• _What you should do_
The copy you produce must hold every record exactly, and none of the images.

Dataset excerpts:
━━━━━━━━━━━━━━━━━━━━

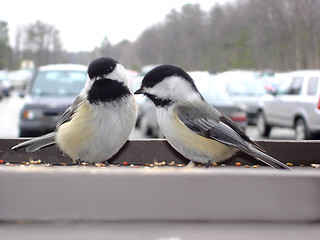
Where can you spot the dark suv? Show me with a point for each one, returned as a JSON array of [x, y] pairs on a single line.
[[51, 92]]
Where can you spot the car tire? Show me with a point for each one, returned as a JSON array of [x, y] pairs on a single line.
[[264, 129], [301, 130]]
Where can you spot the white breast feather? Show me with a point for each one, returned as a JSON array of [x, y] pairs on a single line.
[[98, 130], [188, 143]]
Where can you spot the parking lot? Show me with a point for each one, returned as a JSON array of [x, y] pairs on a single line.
[[10, 107]]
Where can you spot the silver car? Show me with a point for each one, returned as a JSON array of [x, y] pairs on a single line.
[[51, 91], [295, 104]]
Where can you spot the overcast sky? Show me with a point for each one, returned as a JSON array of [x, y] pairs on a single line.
[[84, 24]]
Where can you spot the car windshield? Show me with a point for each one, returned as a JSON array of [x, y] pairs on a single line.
[[215, 95], [246, 88], [58, 83]]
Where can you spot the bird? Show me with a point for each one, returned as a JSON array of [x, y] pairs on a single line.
[[99, 121], [193, 127]]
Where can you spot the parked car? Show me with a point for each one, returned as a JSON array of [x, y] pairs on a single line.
[[295, 104], [5, 83], [52, 90], [214, 95], [20, 79], [245, 89]]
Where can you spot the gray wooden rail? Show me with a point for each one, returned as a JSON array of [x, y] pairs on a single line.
[[140, 152]]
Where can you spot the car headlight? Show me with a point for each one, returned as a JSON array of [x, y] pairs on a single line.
[[32, 114]]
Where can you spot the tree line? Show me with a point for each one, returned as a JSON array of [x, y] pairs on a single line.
[[244, 34]]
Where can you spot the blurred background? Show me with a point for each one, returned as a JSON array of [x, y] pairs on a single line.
[[254, 60]]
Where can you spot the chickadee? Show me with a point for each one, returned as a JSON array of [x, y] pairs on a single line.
[[99, 121], [193, 127]]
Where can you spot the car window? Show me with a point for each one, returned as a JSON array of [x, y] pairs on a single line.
[[312, 86], [245, 88], [284, 86], [295, 86], [58, 83]]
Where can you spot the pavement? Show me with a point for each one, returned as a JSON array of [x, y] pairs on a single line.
[[158, 231]]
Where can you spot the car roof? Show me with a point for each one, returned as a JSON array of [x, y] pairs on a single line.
[[78, 67], [305, 72]]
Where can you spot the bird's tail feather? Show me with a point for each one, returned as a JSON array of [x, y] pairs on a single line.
[[267, 159], [36, 143]]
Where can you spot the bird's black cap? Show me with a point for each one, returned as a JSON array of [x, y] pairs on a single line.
[[101, 66], [161, 72]]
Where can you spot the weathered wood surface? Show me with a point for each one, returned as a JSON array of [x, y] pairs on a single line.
[[149, 151]]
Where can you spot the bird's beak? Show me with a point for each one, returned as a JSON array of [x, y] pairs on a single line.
[[139, 91]]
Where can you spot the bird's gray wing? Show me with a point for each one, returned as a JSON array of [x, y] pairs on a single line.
[[211, 124], [36, 143], [208, 123], [67, 115]]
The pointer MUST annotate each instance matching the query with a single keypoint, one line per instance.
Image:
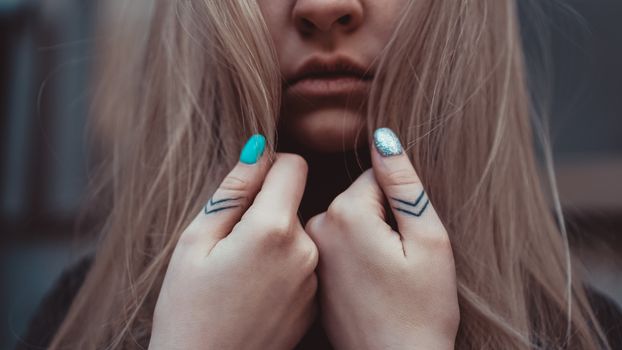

━━━━━━━━━━━━━━━━━━━━

• _Exercise answer_
Where can you spot the dark suv? Show me with a point for each one, returned as a JSON array of [x, y] pairs on a single line.
[[51, 92]]
Where can you spot the car tire? Show me with a point for each one, returned as a JSON array of [x, y] pairs on a single line.
[[264, 129], [301, 130]]
Where can you spot the white breast feather? Show me with a point for each one, returned as a JSON array of [x, y] pairs on a single line.
[[98, 130], [188, 143]]
Where can you spot the parking lot? Show me with a point for each one, returned as a JSON array of [x, y] pairs on a single line.
[[10, 107]]
Where can you spot the silver car? Show me with a point for each one, returned as a JSON array of [x, y] pairs on a single line.
[[51, 91], [295, 104]]
Where can you spot the overcast sky? Show me with a point for each one, returned as a JSON array of [x, y] pairs on a single line.
[[84, 24]]
Where can you spot the car windshield? Show me with a point for each one, returned as a JSON array of [x, y] pairs on a single line.
[[215, 95], [246, 88], [58, 83]]
Where can you spot the bird? Show me with a point for each one, returned as a JSON array of [x, y] pairs on a single line.
[[99, 121], [193, 127]]
Where can you spot the parked car? Show me with a point for each one, returned as a JSON array of [x, y] pairs on a single line.
[[295, 104], [5, 83], [52, 90], [214, 95], [20, 79], [245, 89]]
Where can you spot the gray wooden rail? Show me with a point for each one, returned as a JSON array of [x, y] pairs on a single line.
[[140, 152]]
Where can you spot the car headlight? Show me with a point for each one, returned as a JSON array of [x, y] pairs on a single line.
[[32, 114]]
Where can you spot the tree line? Show me with a point for each one, returned as a JSON array of [x, y] pairs on a single line.
[[244, 34]]
Where can you spot the blurred background? Show me with a point for each one, returned as a JSON array of [x, y] pairs on a single line.
[[254, 60]]
Where can you spot the chickadee? Show me with a point for each one, returned as a JSON array of [x, y] pairs on a single line.
[[99, 121], [193, 127]]
Where can you spot the car window? Show me with a point for each one, returned as a JSON array of [x, y] pairs on a single line.
[[312, 86], [245, 88], [284, 86], [295, 86], [58, 83]]
Where can you spot the pavement? Show me with a point for each one, returned as a JSON array of [x, y] pairs on a single line.
[[158, 231]]
Where can you spot the car roof? Show me with a point for each one, returned as a JSON array of [x, y] pairs on a single line.
[[78, 67], [305, 72]]
Where can you spot the bird's tail feather? Show me with a point for each one, returned as a JSON array of [x, y] pairs on a single line.
[[267, 159], [36, 143]]
Where can you spot the bird's black cap? Show me with a point for each one, returned as a JSON array of [x, y] pairs on a single line.
[[101, 66], [161, 72]]
Where can you spot the weathered wood surface? Show me with a point for each one, returned as a JSON array of [x, y] pairs on a single line.
[[149, 151]]
Where can you spot the bird's beak? Show me with a point for each one, returned as a JSON array of [x, y] pairs on a single line.
[[139, 91]]
Where can you spot the bird's gray wing? Show me with a point for each one, returned as a JSON array of [x, y] pairs on a single line.
[[211, 124], [36, 143], [208, 123], [67, 115]]
The pointer MUST annotate each instance matching the query with a single keypoint, one line per instance.
Image:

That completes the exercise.